**Article:**
The Government has won a Dáil motion of confidence in the Minister for Housing Darragh O'Brien.
The electronic vote was 86 in favour, 63 against, with one abstention.
Earlier, Taoiseach Micheál Martin opened the Dáil debate on the confidence motion in Mr O'Brien.
Mr Martin put forward a motion that the House had confidence in Mr O'Brien. It was prompted by the decision by People Before Profit-Solidarity last week to table a motion of no-confidence.
The Taoiseach said the minister had taken up the office at a very difficult time, and dealt with it "with great dedication and commitment".
Mr Martin said the minister's plans "are already making a difference".
"When you put aside the angry bluster and populist nonsense" you see a hard working minister, he added.
Minister O'Brien has been "directly and personally targeted" by the Opposition and "their online trolls", Mr Martin said.
It is "unfortunately a very populist moment", Mr Martin said, and there is "a clear and widening divide" between those who want to accomplish things, and those who jump on bandwagons and show "mock concern".

On housing, the Opposition "trots out its rehearsed anger most" and shows "breathtaking" cynicism while articulating "manifest nonsense", he said, as they have no desire to see more homes built, but want to attack a minister.
Mr Martin defended the Government's record on housing, and insisted it is meeting targets and making a difference.
He said objections in planning are a key factor, and accused Sinn Féin of "industrial-scale opposition" which is an "abuse" intended to allow the crisis to continue so they "can exploit it".
Minister for the Environment Eamon Ryan said that rising interest rates and global inflation are adding to headwinds, but that he believes "the broad approach" taken by Minister O'Brien "has been the correct one".

**Data extract:**
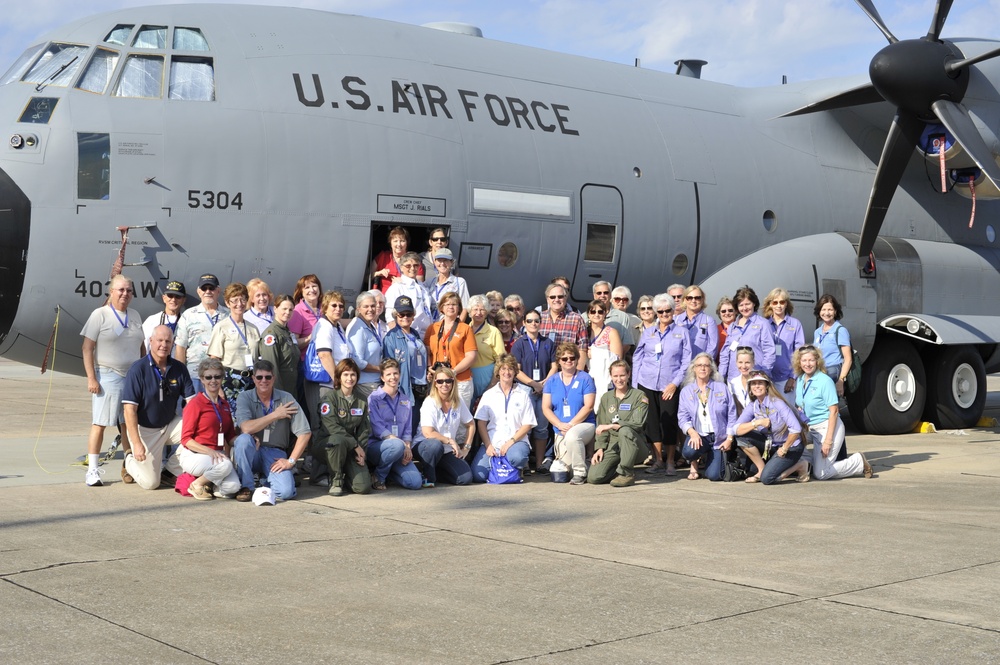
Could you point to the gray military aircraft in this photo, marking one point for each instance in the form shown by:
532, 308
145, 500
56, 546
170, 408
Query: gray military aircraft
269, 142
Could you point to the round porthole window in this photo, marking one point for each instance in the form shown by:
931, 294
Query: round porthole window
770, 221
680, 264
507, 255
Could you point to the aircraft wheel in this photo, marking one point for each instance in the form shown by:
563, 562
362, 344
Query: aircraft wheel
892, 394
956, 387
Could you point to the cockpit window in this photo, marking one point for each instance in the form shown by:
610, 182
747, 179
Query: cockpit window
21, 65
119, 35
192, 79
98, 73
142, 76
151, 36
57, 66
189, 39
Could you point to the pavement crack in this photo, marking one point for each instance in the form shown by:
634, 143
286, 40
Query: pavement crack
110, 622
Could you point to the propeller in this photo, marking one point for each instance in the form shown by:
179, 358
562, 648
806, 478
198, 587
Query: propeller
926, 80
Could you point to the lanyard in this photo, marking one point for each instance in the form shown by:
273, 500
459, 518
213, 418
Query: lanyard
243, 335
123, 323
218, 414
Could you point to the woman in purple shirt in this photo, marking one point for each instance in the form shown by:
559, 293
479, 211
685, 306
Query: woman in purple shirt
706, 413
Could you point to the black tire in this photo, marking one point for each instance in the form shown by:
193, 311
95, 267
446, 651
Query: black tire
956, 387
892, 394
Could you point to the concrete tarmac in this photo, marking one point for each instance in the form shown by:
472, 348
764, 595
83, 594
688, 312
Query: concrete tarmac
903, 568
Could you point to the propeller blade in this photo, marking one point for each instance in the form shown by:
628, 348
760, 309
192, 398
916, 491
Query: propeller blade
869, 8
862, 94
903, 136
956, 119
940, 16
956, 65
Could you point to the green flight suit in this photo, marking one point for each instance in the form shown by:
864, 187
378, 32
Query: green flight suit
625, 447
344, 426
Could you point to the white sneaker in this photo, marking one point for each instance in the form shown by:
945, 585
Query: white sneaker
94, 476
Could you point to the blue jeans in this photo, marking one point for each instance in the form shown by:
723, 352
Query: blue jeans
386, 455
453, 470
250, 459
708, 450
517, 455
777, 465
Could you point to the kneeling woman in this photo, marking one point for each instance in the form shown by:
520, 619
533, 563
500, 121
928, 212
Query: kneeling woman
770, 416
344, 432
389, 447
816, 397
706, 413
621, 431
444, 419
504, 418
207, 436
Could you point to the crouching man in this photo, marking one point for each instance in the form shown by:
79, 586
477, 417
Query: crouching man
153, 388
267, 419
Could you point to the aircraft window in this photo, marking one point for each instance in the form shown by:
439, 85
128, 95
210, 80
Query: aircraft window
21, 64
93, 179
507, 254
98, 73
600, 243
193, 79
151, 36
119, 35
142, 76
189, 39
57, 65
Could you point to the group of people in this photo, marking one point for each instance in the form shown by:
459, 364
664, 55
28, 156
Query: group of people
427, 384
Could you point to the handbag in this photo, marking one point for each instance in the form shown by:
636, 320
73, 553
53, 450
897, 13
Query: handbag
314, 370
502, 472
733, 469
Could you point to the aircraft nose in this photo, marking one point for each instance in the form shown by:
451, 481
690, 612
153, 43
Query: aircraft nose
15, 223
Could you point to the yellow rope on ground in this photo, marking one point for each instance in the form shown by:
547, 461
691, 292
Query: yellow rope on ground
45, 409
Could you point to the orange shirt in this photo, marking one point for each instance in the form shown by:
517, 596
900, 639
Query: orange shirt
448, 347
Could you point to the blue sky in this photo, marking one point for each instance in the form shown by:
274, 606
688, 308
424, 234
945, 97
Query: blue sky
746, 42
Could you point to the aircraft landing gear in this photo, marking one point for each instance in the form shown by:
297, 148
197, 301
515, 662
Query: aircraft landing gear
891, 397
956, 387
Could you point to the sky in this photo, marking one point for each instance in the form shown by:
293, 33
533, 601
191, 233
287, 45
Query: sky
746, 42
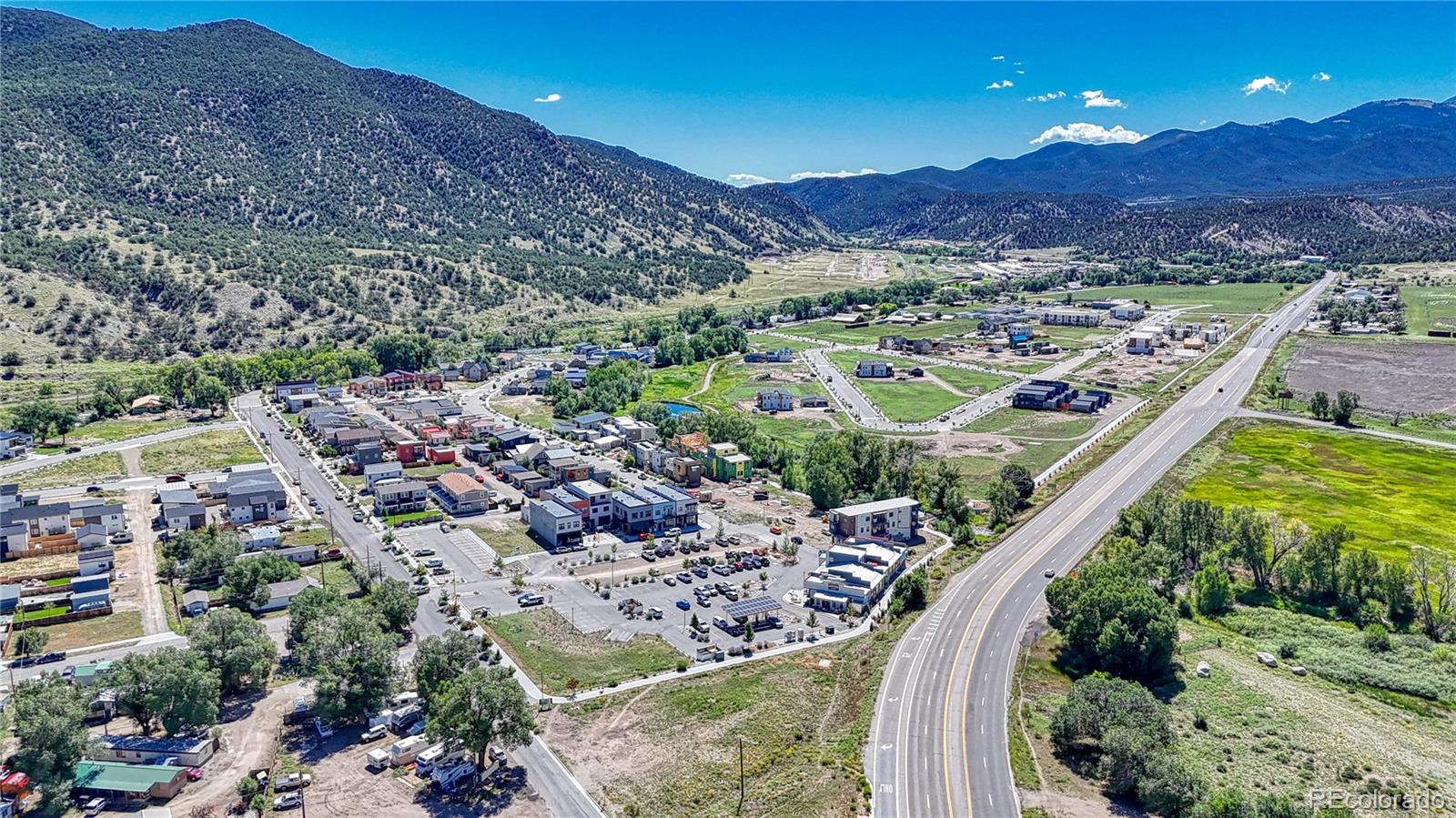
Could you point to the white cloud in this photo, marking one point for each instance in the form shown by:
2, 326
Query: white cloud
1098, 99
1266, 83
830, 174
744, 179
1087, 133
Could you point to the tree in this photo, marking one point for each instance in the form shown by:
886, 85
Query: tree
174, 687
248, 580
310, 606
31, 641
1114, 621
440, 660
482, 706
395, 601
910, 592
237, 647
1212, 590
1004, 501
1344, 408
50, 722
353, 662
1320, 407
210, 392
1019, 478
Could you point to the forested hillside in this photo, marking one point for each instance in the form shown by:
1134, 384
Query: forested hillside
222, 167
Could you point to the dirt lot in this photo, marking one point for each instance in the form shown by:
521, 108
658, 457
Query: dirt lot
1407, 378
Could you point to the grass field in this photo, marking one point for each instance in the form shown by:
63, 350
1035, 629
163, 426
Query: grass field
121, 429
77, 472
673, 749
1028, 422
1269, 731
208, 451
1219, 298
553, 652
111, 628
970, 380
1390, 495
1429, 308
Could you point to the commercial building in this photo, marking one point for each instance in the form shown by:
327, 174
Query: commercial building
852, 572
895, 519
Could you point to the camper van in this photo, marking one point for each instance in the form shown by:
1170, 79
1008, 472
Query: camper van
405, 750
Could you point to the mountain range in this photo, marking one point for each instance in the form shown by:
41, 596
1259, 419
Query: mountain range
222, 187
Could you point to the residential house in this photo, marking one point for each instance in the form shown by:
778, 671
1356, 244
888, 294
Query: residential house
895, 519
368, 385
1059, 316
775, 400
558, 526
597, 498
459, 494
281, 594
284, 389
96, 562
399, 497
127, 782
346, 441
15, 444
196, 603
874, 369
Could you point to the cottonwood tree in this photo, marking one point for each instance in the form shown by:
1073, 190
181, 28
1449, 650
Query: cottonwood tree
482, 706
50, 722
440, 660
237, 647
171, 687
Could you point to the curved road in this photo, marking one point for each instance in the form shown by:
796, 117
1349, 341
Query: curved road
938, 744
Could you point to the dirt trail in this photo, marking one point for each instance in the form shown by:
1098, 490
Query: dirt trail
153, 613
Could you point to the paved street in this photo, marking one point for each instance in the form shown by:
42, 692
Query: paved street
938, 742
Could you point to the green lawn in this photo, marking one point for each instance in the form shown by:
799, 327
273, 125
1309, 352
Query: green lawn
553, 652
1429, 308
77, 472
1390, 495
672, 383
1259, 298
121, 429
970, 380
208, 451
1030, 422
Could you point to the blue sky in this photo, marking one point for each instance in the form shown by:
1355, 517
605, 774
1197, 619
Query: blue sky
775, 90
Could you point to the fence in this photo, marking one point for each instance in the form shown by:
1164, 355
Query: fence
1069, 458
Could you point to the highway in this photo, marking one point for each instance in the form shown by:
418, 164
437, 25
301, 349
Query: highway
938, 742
---
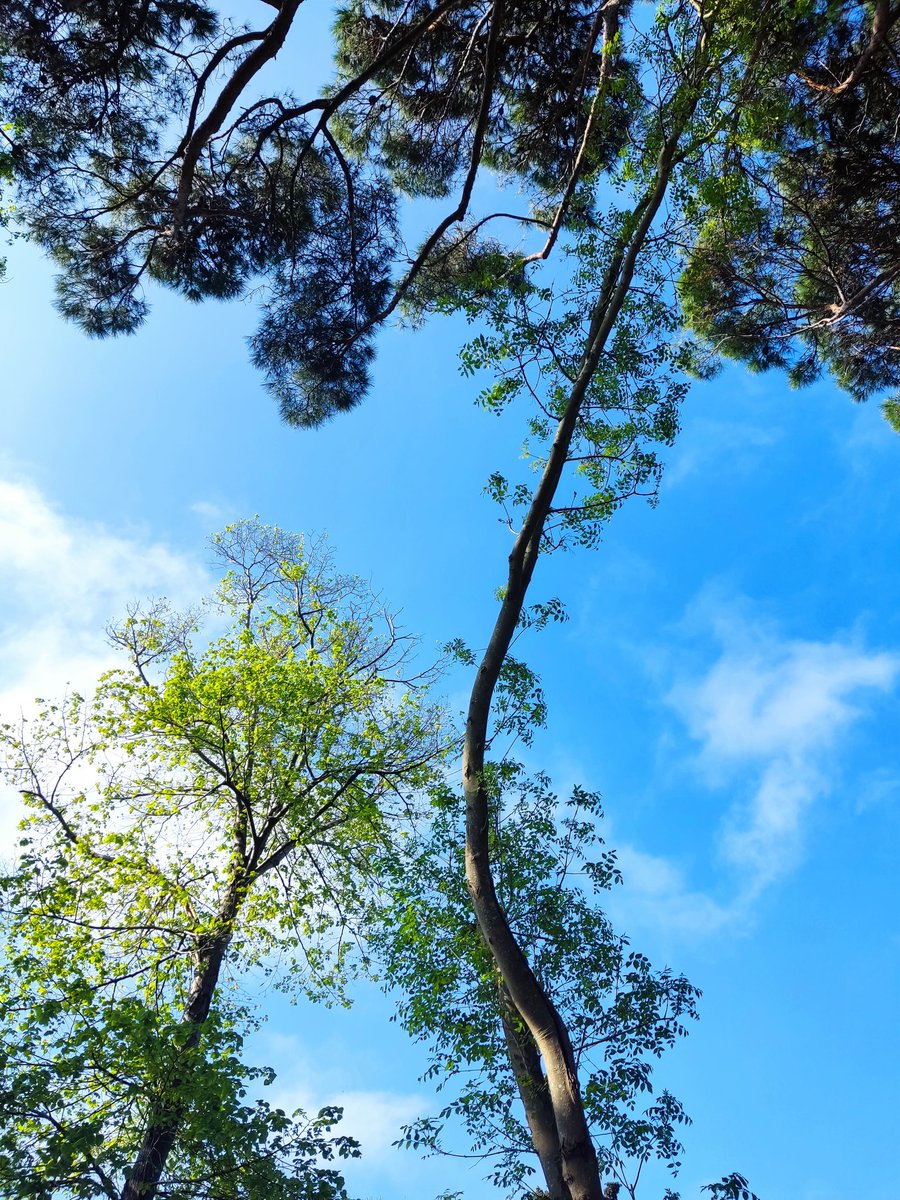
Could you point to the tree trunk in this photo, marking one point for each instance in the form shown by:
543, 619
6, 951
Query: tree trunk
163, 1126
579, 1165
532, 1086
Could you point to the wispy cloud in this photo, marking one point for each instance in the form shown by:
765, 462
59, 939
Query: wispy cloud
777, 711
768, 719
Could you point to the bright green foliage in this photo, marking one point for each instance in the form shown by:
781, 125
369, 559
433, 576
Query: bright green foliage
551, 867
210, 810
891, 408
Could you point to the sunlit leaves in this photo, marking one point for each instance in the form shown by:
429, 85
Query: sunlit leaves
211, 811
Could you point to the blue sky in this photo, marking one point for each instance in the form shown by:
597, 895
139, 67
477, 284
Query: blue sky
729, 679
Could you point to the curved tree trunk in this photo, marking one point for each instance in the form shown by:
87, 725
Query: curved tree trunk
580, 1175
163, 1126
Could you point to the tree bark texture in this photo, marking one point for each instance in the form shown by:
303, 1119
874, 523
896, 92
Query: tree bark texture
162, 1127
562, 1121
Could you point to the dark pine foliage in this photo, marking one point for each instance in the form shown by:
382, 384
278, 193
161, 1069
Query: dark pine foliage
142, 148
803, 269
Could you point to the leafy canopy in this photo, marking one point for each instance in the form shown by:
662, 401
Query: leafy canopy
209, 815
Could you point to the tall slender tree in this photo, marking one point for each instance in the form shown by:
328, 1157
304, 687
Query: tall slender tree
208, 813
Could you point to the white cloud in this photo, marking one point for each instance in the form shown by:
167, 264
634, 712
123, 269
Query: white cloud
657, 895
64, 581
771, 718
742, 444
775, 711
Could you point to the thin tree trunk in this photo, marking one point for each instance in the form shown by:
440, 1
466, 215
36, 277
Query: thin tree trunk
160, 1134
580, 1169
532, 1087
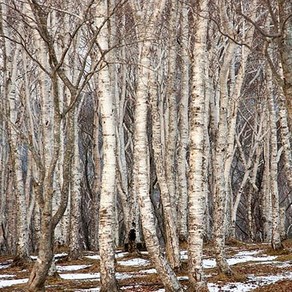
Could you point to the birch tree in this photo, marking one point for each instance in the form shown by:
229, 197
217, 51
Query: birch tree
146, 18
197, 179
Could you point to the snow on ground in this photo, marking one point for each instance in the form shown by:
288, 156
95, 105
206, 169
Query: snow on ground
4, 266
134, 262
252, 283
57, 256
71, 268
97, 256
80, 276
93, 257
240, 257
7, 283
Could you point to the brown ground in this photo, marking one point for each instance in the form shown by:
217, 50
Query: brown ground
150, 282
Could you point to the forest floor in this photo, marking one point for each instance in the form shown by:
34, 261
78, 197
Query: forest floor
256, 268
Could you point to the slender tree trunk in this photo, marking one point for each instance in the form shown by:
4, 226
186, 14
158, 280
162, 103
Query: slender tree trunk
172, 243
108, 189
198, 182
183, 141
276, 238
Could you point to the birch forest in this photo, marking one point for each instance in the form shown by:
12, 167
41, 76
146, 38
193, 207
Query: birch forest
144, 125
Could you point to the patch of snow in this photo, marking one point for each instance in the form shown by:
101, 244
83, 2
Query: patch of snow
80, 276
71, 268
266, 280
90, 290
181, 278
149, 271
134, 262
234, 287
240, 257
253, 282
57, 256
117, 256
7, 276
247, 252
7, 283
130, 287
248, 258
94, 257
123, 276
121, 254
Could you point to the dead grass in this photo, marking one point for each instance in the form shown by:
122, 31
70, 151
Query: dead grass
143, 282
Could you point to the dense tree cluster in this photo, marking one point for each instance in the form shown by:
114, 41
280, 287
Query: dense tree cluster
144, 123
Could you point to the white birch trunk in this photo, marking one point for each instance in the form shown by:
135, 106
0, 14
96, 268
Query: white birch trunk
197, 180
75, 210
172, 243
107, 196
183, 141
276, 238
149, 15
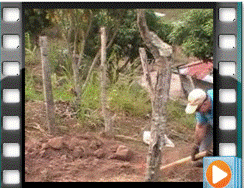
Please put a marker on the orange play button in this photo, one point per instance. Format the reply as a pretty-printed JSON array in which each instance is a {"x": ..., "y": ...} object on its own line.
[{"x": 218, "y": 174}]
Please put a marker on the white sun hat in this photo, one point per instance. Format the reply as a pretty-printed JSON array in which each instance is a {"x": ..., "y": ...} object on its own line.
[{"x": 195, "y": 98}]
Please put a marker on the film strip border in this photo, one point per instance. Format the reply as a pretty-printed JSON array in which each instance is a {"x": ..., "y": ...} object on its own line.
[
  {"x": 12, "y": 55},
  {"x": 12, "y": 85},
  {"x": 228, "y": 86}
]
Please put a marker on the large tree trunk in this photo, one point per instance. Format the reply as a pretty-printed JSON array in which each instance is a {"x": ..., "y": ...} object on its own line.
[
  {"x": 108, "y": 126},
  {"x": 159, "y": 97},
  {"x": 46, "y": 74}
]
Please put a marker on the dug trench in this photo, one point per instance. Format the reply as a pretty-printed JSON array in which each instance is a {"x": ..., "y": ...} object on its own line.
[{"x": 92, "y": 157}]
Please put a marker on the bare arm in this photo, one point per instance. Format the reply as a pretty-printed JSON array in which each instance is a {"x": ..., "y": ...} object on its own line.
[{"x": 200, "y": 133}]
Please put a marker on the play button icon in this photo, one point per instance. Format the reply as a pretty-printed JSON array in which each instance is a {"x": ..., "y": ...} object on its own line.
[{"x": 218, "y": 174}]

**Set of tasks:**
a – In the article on the Dáil confidence vote, why did Mr Martin put forward a motion that the House had confidence in Mr O'Brien?
b – Write out the part of the Dáil confidence article that opens with the words "Minister O'Brien has" and closes with "attack a minister.", substituting "internet critics" for "online trolls".

**Correct answers:**
a – People Before Profit-Solidarity had decided the week before to table a motion of no confidence in Mr O'Brien, and that decision prompted Mr Martin's motion.

b –
Minister O'Brien has been "directly and personally targeted" by the Opposition and "their internet critics", Mr Martin said.
It is "unfortunately a very populist moment", Mr Martin said, and there is "a clear and widening divide" between those who want to accomplish things, and those who jump on bandwagons and show "mock concern".

On housing, the Opposition "trots out its rehearsed anger most" and shows "breathtaking" cynicism while articulating "manifest nonsense", he said, as they have no desire to see more homes built, but want to attack a minister.